== Task material ==
***
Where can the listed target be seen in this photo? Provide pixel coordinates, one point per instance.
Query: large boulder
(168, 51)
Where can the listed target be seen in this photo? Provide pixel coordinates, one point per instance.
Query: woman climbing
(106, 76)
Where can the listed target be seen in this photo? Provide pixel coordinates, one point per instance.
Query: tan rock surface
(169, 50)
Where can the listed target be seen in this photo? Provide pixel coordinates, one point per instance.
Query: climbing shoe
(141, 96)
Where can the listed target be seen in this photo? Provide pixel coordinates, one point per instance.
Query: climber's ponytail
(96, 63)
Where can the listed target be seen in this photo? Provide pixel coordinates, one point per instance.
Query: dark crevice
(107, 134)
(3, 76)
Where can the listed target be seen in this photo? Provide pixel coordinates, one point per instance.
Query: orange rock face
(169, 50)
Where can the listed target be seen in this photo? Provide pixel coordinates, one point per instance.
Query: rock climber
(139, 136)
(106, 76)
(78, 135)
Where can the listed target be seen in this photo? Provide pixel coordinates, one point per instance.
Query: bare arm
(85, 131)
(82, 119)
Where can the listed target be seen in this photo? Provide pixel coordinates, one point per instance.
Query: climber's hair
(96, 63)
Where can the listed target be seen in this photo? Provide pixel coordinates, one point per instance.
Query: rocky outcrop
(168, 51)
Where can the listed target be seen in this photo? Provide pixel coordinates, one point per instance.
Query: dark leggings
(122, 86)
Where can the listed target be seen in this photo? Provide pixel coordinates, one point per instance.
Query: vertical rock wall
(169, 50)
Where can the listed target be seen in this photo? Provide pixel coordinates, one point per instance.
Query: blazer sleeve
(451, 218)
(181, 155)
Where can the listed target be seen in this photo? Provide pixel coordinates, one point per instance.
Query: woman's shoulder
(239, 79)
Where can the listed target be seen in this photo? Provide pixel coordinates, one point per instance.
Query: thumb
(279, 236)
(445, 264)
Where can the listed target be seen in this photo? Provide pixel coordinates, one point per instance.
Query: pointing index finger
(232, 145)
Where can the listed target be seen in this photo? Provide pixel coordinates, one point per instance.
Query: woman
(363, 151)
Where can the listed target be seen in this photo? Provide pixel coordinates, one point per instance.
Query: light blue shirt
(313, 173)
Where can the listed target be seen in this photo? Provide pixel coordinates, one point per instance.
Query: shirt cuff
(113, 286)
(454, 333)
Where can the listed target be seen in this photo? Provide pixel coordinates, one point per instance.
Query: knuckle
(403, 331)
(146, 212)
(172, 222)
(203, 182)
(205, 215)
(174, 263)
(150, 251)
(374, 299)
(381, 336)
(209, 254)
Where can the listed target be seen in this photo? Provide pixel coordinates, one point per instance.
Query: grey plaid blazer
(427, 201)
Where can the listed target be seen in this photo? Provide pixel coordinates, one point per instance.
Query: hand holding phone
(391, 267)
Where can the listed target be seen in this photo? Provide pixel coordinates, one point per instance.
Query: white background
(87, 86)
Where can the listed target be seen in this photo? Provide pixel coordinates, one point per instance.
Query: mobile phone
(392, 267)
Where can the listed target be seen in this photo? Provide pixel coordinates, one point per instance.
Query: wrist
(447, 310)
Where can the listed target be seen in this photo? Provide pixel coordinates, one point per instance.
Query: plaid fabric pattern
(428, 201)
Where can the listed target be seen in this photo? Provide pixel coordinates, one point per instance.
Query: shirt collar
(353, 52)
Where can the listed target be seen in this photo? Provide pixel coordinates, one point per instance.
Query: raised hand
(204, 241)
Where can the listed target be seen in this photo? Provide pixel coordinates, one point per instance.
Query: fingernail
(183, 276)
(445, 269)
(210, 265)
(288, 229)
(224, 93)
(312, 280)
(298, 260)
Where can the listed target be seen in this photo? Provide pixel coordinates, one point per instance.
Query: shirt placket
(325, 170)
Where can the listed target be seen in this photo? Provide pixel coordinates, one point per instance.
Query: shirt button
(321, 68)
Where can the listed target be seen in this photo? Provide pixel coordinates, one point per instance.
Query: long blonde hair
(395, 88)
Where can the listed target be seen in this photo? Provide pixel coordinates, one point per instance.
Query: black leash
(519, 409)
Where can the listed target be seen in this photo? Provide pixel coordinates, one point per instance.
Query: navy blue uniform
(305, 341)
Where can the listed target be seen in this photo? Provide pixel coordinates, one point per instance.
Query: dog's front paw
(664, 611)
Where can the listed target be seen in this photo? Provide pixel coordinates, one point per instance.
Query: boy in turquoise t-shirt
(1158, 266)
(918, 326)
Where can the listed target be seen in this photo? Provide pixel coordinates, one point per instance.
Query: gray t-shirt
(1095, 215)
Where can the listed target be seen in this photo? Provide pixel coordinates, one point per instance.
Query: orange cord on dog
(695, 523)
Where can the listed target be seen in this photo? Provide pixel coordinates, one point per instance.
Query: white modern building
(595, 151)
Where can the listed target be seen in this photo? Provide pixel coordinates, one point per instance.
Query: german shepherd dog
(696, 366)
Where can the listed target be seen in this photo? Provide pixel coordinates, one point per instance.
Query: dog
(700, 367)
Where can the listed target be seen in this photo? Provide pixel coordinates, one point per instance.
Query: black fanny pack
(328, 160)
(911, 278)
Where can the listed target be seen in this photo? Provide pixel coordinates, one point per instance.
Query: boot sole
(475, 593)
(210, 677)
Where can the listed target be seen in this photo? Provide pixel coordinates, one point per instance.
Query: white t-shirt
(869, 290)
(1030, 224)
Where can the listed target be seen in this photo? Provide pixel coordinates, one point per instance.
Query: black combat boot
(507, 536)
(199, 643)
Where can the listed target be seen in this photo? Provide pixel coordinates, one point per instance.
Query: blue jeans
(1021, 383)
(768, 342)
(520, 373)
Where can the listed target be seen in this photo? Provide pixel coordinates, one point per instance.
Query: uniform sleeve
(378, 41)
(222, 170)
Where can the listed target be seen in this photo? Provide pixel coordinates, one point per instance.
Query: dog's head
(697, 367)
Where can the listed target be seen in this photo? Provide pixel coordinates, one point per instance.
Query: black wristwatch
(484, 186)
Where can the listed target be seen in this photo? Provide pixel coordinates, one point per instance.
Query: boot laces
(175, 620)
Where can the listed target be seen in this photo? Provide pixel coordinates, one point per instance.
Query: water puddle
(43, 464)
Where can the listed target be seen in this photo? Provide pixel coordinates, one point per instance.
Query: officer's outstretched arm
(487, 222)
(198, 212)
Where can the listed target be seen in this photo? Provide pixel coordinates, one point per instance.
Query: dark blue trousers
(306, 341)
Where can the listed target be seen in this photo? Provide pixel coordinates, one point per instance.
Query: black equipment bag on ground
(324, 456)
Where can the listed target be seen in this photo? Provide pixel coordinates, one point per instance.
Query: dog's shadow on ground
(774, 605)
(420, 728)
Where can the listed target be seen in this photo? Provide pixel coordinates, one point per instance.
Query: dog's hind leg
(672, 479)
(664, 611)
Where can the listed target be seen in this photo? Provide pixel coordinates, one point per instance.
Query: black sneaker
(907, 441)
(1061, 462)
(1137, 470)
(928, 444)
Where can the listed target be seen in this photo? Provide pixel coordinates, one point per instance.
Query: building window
***
== What you need to do ==
Print all the entries above. Keep each one exact.

== Your response ==
Where can the listed target be seen in this photo? Provide pixel coordinates, one point per instance.
Query: large boulder
(168, 51)
Where can the listed target be seen in this photo? Provide pixel coordinates, one point per instance.
Query: woman climbing
(106, 76)
Where can the listed target be seen in this photo? Provide pixel coordinates, one point per instance.
Query: tan rock surface
(169, 50)
Where can the listed target be seen in this photo? Provide pixel coordinates, one point per instance.
Query: climbing shoe
(141, 96)
Where can the listed target be seen in this photo? Provide pixel coordinates, one point per instance.
Query: climber's ponytail
(96, 63)
Where can the listed target be seen in this photo? Provide pixel coordinates, one point per instance.
Query: dark crevice
(107, 134)
(3, 76)
Where can the listed target be seen in this photo? Provide pixel coordinates, one point per instance.
Query: orange rock face
(169, 50)
Where can the listed target be seen in this photo? Provide pixel coordinates, one point per instance.
Query: rock climber
(139, 136)
(106, 76)
(78, 135)
Where can the listed target be seen in this photo? Provide pixel coordinates, one point per instance.
Query: bare arm
(85, 131)
(82, 119)
Where can the listed target be seen in this photo? Provide pixel coordinates, one point per instance.
Query: climber's hair
(96, 63)
Where can the listed target be seen in this photo? Provide pixel coordinates, one point per instance.
Query: rocky outcrop
(168, 51)
Where can the listed target be seen in this photo? Provide pixel coordinates, one point per instance.
Query: dark leggings
(122, 86)
Where can the listed target be seen in this photo? Provide pixel coordinates, one point per instance.
Query: vertical rock wall
(169, 50)
Where can the listed target be seen in this photo? Provide pixel coordinates, one point per instance.
Query: blazer sleeve
(451, 218)
(181, 155)
Where can the listed target be seen in this photo? Provide pixel coordinates, one point per instance.
Query: woman's shoulder
(239, 79)
Where can the listed target be seen in this photo? Provide pixel coordinates, one point per instance.
Query: thumb
(279, 236)
(445, 264)
Where can the listed target be seen in this photo? Provide pixel coordinates, one point per instance.
Query: pointing index finger
(232, 145)
Where can the listed target be seen in this photo? Provide pixel coordinates, one point per instance.
Query: woman
(363, 151)
Where can the listed target be seen in this photo? Provide pixel coordinates, one point per instance.
Query: light blue shirt
(313, 173)
Where can the listed target be seen in this photo? Provide pixel coordinates, one point per instance.
Query: shirt cuff
(113, 286)
(454, 333)
Where can the listed target be seen in this photo? Provide pixel coordinates, one point per instance.
Query: knuckle
(403, 331)
(146, 212)
(172, 222)
(203, 182)
(205, 215)
(174, 263)
(150, 251)
(374, 299)
(381, 336)
(209, 254)
Where can the listed target be seen in this photo? Provide pixel coordinates, one point per instance.
Query: grey plaid blazer
(427, 201)
Where can the listed target be seen in this photo? Provide pixel coordinates, one point per instance.
Query: hand holding phone
(391, 267)
Where can the listed target be seen in this photo? Provide pixel coordinates, one point per instance.
Query: white background
(87, 86)
Where can the listed target be seen in this photo? Provide pixel coordinates, one point per instance.
Query: mobile phone
(392, 267)
Where can the listed target be seen in this photo? Provide pixel coordinates, one point per instance.
Query: wrist
(447, 310)
Where can the listed target be seen in this photo? Provide pixel coordinates, one point per instance.
Query: plaid fabric pattern
(428, 201)
Where can the listed target be seen in this photo? Provide pixel coordinates, one point per instance.
Query: shirt collar
(353, 52)
Where can the listed target be seen in this photo? Provide pixel coordinates, one point per instance.
Query: raised hand
(204, 241)
Where can the listed target be seen in this photo? Provide pixel coordinates, one point per instance.
Query: fingernail
(183, 276)
(445, 269)
(210, 265)
(288, 229)
(224, 93)
(312, 280)
(298, 260)
Where can the listed target be seen in this photo? Provide pixel coordinates, one point per instance.
Query: shirt placket
(325, 170)
Where can the listed target be seen in this photo? Provide pixel coordinates, one point per instance.
Query: shirt button
(321, 68)
Where can the listed target be seen in this photo? Provide pixel coordinates, one point per instance.
Query: long blonde hair
(395, 88)
Where can the listed target be seen in this photo? Provide pixel coordinates, one point per instance.
Query: black leash
(519, 409)
Where can the listed target be seen in this photo? Provide pixel coordinates, one point per instance.
Query: navy blue uniform
(305, 341)
Where can the listed target be seen in this photo? Provide pixel coordinates, one point per instance.
Query: dog's front paw
(664, 611)
Where can the listed target be seen in this photo? Provide pixel coordinates, one point per instance.
Query: boy in turquoise t-shirt
(1158, 266)
(918, 326)
Where can the listed target be seen in this photo? Provide pixel coordinates, one point per instance.
Query: gray t-shirt
(1095, 215)
Where can the listed target be seen in this photo? Provide pixel coordinates, one point per instance.
Query: orange cord on dog
(695, 523)
Where can the listed target be seen in this photo? Provide pixel coordinates, one point per instance.
Query: white modern building
(595, 151)
Where can the listed target be seen in this photo? Provide pixel coordinates, one point per instance.
Query: german shepherd dog
(696, 366)
Where can the listed target be seen in this photo? Provide pixel coordinates, one point per instance.
Query: dog
(700, 367)
Where can the listed target be seen in this photo? Provide pixel coordinates, one point per instance.
Query: black fanny pack
(328, 160)
(911, 278)
Where can the listed target be seen in this photo? Provide pixel coordinates, one point per instance.
Query: boot sole
(475, 593)
(210, 677)
Where can the listed target be seen in this photo? Provide pixel coordinates, one point per instance.
Query: white t-shirt
(869, 290)
(1030, 224)
Where can the listed target be seen in this photo? Provide pixel coordinates, one point per instance.
Query: black combat boot
(507, 536)
(199, 643)
Where can the listed target be seen in this photo? Provide pixel coordinates, one point per instance.
Query: blue jeans
(1021, 383)
(768, 342)
(520, 373)
Where can the listed target be seen in this photo? Provide pixel coordinates, one point per instance.
Query: uniform sleeve
(378, 41)
(222, 170)
Where can the listed target be seen in this photo? Provide pixel coordinates, one point per instance.
Query: dog's head
(697, 367)
Where can the listed target be seen in this photo? Provide pixel coordinates, one point per instance.
Query: black wristwatch
(484, 186)
Where can the listed target be seen in this photo? Provide pixel coordinates, one point per instance.
Query: boot laces
(175, 620)
Where can the listed target be seen in this photo? Provide pixel coordinates, one point per instance.
Query: water puddle
(43, 464)
Where can the listed target be seen in this photo? Provide pixel coordinates, one point per instance.
Query: officer's outstretched arm
(487, 222)
(198, 212)
Where can the listed target be seen in this photo? Provide pixel coordinates, one point per instance.
Query: dark blue trousers
(306, 341)
Where can the listed target be seen in this photo? Provide pixel coordinates, one point per instance.
Query: black equipment bag on ground
(324, 456)
Where can the listed target be seen in this photo? Provide pixel coordinates, one point per instance.
Query: dog's shadow on ground
(774, 605)
(420, 728)
Where can the listed target be seen in this photo? Provide pixel coordinates, one point per instance.
Query: dog's hind leg
(672, 479)
(664, 611)
Where can the listed target be seen in this photo? Provide pixel coordinates, one point per instance.
Query: black sneaker
(907, 441)
(1061, 462)
(1137, 470)
(928, 444)
Where can the listed target be seen in this photo? Provide pixel coordinates, one point per instance.
Query: building window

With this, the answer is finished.